=== What to do ===
Find the line containing "Target: white belly feathers" in the records below. Copy exactly that line and each one after it, ending at the line containing "shrub shown in the photo below.", and nothing more.

=== Provided data ===
-- -- --

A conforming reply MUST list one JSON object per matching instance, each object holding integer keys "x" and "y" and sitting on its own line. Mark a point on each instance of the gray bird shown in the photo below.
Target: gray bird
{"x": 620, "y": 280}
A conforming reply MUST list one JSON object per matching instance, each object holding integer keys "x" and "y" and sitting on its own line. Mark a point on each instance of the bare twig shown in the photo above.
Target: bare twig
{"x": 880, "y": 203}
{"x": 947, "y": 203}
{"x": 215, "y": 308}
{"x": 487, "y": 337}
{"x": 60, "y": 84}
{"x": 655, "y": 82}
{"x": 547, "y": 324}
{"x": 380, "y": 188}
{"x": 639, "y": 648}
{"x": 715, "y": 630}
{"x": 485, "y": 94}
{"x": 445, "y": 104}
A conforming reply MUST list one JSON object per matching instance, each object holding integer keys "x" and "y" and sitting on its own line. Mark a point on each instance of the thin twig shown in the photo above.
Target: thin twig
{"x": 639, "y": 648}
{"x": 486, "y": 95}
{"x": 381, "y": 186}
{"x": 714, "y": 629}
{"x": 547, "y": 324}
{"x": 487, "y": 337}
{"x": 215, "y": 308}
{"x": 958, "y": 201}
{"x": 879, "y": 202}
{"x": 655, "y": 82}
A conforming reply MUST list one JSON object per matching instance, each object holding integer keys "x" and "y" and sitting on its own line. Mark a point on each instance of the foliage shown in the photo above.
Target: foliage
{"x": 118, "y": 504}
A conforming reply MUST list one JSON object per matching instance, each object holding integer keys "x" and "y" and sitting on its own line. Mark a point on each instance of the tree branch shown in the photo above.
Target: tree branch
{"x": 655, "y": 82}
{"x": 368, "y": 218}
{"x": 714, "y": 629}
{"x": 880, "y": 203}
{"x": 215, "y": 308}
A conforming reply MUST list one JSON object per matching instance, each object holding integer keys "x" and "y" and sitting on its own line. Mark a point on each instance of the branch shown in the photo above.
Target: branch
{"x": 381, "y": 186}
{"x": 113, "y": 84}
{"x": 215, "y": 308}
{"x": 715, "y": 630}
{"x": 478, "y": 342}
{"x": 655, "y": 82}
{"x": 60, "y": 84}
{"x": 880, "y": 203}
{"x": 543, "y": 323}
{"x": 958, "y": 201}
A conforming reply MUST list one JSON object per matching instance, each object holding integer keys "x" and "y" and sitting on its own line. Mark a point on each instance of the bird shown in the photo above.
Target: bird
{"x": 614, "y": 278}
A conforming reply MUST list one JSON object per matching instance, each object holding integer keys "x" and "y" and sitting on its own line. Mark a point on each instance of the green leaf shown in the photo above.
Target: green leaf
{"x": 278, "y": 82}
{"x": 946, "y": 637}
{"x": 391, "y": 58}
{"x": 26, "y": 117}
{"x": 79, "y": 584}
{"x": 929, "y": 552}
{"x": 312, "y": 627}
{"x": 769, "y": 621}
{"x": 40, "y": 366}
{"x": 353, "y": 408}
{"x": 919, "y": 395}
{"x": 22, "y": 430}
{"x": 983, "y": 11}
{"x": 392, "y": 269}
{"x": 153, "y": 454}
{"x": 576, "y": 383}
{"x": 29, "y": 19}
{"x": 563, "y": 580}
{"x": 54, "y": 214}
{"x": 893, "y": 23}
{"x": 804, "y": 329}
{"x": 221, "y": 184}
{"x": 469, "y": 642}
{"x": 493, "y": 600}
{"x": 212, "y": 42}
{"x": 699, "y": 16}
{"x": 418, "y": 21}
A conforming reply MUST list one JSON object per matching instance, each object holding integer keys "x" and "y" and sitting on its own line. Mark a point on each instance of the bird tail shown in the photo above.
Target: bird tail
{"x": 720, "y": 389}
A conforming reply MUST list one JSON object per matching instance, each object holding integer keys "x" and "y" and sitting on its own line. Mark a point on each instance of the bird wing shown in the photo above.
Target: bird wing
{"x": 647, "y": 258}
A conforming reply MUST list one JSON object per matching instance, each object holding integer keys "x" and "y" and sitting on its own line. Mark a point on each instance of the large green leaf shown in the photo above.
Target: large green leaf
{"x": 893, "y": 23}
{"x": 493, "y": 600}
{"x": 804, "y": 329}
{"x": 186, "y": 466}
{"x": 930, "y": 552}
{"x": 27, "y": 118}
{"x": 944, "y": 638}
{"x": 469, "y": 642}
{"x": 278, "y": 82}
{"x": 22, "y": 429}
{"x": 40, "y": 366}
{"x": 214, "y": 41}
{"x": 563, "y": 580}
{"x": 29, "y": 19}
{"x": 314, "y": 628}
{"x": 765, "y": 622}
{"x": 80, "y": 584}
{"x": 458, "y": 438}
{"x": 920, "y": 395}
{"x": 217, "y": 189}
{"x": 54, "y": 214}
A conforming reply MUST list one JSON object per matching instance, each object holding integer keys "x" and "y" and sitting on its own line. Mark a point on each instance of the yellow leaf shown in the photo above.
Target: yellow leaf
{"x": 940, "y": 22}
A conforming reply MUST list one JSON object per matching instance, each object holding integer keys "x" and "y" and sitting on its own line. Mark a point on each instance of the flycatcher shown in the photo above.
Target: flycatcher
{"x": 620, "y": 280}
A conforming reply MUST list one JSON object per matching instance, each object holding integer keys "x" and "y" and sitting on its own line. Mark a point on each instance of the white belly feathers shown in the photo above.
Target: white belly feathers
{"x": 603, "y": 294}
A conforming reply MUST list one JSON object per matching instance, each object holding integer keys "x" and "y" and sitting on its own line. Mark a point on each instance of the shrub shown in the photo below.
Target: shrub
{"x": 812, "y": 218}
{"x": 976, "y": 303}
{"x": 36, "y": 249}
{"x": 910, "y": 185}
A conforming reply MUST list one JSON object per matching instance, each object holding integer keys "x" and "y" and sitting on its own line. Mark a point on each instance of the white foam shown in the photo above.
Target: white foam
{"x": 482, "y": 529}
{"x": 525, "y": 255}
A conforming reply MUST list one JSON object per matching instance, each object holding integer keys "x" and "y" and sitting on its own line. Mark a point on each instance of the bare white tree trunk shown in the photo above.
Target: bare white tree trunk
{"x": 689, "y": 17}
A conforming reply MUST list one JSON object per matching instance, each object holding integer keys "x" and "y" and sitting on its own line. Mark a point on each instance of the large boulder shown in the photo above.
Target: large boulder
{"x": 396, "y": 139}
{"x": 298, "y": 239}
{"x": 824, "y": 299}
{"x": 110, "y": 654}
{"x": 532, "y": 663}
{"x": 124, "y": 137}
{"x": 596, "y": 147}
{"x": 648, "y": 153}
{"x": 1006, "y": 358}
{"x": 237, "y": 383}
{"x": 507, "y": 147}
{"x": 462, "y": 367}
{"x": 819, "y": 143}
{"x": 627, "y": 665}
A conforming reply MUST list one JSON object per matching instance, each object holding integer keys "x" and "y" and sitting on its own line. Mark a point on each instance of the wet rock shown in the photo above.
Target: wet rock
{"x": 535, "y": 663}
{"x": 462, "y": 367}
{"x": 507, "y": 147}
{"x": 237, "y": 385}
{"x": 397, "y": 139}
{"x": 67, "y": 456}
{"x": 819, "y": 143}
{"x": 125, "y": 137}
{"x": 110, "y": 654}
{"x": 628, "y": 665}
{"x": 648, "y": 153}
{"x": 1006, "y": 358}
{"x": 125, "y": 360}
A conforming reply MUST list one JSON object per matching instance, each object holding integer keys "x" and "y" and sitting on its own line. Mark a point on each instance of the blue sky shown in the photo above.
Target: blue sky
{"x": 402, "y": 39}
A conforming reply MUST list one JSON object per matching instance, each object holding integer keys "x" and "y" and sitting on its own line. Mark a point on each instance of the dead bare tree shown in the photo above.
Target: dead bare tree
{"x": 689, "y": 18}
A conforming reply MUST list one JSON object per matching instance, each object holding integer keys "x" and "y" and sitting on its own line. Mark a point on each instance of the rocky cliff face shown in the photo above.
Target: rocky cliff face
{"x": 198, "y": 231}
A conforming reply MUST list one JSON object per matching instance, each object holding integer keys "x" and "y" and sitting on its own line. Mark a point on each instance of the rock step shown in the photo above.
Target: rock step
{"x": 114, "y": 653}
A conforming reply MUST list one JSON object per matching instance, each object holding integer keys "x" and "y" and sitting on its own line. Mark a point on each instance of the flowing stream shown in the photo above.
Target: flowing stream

-- -- --

=== Solution to the exercise ===
Target: white belly feathers
{"x": 603, "y": 294}
A conforming reply MUST list one JSON object per matching instance, each object holding integer keys "x" and "y" and sitting on its own line. Mark a point on each instance of the shrub shown in the photo below.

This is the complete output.